Problem statement: I'd like an exact copy of every line from the start of the entries below through the line containing "sample | [287, 477]", please.

[Dataset entries]
----

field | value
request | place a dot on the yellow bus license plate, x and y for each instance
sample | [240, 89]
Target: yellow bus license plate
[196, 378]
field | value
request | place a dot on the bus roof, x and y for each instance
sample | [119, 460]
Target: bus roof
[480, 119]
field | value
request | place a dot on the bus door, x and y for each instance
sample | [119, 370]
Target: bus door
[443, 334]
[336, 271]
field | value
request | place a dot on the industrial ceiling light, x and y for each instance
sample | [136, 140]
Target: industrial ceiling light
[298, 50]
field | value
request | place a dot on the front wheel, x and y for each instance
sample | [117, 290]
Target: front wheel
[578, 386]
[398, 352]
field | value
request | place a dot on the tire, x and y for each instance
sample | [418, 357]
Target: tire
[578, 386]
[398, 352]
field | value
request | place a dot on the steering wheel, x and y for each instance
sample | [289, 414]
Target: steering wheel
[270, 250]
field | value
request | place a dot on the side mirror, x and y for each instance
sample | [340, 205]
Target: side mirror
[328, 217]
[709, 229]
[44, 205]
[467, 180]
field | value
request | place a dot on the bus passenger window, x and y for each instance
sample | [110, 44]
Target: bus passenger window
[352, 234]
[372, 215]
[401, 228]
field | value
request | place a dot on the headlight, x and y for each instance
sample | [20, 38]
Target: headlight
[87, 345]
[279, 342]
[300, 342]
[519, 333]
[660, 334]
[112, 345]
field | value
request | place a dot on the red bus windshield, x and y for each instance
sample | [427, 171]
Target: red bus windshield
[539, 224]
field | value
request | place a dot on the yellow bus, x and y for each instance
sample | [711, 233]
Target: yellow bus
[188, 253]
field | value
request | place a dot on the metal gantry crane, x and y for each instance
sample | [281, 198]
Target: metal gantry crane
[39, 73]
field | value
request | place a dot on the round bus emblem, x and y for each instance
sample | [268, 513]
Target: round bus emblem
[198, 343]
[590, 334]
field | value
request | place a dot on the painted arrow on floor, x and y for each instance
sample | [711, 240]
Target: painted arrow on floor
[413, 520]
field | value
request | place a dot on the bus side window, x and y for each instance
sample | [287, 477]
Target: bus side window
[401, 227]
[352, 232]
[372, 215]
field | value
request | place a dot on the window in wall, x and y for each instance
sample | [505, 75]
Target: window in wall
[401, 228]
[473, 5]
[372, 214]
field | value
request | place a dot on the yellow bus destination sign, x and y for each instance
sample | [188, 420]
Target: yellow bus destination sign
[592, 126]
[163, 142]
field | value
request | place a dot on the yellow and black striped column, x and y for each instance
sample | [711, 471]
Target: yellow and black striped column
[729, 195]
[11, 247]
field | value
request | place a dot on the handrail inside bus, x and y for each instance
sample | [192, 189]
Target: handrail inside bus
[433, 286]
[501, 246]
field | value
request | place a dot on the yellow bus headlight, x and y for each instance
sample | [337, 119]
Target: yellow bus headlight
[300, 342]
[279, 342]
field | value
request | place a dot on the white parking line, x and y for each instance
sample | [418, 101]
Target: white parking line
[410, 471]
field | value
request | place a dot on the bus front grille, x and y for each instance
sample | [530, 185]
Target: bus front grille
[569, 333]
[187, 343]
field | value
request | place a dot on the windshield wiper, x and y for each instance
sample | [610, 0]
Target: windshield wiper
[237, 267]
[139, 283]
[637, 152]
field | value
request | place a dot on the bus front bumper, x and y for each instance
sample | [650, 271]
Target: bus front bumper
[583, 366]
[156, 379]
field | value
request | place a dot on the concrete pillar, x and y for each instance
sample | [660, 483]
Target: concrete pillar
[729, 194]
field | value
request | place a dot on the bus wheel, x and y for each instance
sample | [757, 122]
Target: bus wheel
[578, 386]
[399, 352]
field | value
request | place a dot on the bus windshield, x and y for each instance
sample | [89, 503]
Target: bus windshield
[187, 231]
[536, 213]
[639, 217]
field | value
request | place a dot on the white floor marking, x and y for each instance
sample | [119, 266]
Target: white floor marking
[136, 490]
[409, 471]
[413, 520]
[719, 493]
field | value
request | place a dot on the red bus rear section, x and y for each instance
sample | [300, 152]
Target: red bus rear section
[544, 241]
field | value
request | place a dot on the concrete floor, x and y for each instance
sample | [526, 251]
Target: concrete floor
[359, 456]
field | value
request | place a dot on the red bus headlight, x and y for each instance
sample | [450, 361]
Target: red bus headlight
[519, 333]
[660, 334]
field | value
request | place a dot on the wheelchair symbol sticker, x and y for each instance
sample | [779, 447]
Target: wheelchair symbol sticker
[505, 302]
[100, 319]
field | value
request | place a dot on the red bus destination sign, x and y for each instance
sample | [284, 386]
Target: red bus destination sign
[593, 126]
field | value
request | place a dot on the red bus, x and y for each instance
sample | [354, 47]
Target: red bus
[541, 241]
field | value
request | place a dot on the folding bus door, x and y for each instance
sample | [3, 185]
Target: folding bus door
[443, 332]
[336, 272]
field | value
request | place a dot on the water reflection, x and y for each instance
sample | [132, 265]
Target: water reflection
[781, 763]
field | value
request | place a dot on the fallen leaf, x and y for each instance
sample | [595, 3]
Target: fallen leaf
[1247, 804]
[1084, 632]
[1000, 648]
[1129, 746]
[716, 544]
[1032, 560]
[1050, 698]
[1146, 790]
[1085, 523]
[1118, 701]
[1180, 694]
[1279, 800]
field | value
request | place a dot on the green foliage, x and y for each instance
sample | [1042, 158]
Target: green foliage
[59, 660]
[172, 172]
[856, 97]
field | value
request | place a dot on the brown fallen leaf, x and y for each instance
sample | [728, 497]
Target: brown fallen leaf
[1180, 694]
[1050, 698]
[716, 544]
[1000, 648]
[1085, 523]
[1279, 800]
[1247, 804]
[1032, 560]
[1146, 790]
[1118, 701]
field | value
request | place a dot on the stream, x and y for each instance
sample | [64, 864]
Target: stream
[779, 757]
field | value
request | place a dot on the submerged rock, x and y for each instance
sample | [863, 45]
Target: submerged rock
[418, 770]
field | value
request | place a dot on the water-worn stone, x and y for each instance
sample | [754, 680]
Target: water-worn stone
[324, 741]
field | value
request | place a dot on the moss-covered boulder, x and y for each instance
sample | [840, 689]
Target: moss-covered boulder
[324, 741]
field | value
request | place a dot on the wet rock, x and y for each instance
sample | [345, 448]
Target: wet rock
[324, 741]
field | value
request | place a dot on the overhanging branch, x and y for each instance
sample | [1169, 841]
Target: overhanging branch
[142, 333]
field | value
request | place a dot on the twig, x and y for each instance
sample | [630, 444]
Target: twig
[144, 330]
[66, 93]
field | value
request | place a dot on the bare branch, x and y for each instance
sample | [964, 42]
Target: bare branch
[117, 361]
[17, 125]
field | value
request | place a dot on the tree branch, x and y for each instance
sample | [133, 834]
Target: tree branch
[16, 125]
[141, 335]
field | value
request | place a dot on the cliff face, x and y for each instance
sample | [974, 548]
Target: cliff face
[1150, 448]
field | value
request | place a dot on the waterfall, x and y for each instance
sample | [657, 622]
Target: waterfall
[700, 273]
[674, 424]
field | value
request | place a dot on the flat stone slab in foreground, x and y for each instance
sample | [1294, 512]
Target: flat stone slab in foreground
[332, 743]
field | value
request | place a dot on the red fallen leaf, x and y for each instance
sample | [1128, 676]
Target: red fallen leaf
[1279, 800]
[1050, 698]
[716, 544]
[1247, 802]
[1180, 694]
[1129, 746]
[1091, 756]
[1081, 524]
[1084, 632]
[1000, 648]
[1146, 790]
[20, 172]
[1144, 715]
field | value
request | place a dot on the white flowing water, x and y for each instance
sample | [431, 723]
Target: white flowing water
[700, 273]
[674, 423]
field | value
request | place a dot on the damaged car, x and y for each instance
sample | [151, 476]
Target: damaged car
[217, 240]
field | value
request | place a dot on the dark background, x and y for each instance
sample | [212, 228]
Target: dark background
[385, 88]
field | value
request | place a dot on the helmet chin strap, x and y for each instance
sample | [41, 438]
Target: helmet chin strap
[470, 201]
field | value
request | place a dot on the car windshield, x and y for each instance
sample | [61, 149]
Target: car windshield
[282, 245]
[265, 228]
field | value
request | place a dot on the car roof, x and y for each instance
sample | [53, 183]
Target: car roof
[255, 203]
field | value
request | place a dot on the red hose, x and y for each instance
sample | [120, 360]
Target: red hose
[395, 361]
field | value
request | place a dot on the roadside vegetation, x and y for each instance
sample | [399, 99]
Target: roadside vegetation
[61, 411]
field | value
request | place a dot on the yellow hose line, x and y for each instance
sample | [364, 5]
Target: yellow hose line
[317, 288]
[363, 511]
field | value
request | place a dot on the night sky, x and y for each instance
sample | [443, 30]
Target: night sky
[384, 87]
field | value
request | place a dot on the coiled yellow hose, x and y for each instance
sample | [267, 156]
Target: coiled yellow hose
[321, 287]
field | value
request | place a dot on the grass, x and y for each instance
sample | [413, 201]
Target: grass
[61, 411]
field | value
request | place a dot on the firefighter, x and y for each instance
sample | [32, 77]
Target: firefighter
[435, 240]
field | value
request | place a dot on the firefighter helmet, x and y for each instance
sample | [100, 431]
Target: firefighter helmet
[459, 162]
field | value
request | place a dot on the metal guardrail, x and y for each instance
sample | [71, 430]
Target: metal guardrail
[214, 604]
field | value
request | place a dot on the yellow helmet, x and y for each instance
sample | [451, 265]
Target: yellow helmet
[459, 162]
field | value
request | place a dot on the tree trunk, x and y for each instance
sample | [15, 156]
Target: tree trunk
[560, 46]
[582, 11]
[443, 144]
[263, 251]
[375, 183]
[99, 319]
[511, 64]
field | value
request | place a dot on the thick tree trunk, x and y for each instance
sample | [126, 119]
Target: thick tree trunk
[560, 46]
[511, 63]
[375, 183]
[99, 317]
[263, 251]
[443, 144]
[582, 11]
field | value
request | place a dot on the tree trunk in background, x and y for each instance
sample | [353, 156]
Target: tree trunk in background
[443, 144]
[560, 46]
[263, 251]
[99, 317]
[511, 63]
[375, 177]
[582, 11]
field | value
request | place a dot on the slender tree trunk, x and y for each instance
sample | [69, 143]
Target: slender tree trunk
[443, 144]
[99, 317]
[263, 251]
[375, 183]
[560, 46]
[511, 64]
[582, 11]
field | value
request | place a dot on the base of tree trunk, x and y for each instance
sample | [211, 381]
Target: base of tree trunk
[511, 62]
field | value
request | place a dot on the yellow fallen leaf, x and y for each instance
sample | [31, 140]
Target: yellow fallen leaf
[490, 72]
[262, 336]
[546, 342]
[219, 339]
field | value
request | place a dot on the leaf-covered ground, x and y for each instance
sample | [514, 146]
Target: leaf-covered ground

----

Response:
field | value
request | place a dot on the yellow bus license plate, x and y for each instance
sample | [240, 89]
Target: yellow bus license plate
[196, 378]
field | value
request | place a dot on the bus roof, x and y for each instance
sample | [119, 460]
Target: bus roof
[480, 119]
field | value
request | place a dot on the bus door, x and y for each instance
sample | [119, 370]
Target: bus door
[443, 334]
[336, 271]
field | value
request | place a dot on the industrial ceiling light, x and y for each instance
sample | [136, 140]
Target: industrial ceiling light
[298, 50]
field | value
request | place a dot on the front wheel, x and y for each instance
sample | [117, 290]
Target: front wheel
[578, 386]
[398, 352]
field | value
request | place a dot on the tire, x and y for each instance
sample | [418, 357]
Target: tire
[578, 386]
[398, 352]
field | value
request | place a dot on the steering wheel, x and y for each instance
sample | [289, 414]
Target: steering wheel
[270, 250]
field | value
request | place a dot on the side mirror, x and y for each instance
sample | [340, 205]
Target: side mirror
[328, 217]
[709, 229]
[44, 205]
[467, 180]
field | value
request | place a dot on the bus passenger window, x and y for each instance
sample | [110, 44]
Target: bus passenger window
[352, 234]
[372, 215]
[401, 228]
field | value
request | place a dot on the headlight, x and y for each instance
sample | [20, 38]
Target: headlight
[87, 345]
[279, 342]
[300, 342]
[519, 333]
[660, 334]
[112, 345]
field | value
request | place a dot on the red bus windshield, x and y for each instance
sample | [427, 171]
Target: red bus windshield
[539, 224]
field | value
request | place a dot on the yellow bus, x and y for each instance
sample | [711, 233]
Target: yellow bus
[188, 253]
field | value
request | place a dot on the metal gantry crane, x and y for each instance
sample | [281, 198]
Target: metal gantry crane
[39, 73]
field | value
request | place a dot on the round bus emblem, x and y for each instance
sample | [268, 513]
Target: round bus emblem
[198, 343]
[590, 334]
field | value
request | place a dot on the painted arrow on floor, x and y for each instance
sample | [711, 240]
Target: painted arrow on floor
[413, 520]
field | value
request | place a dot on the bus side window, x and y for each instance
sample | [287, 477]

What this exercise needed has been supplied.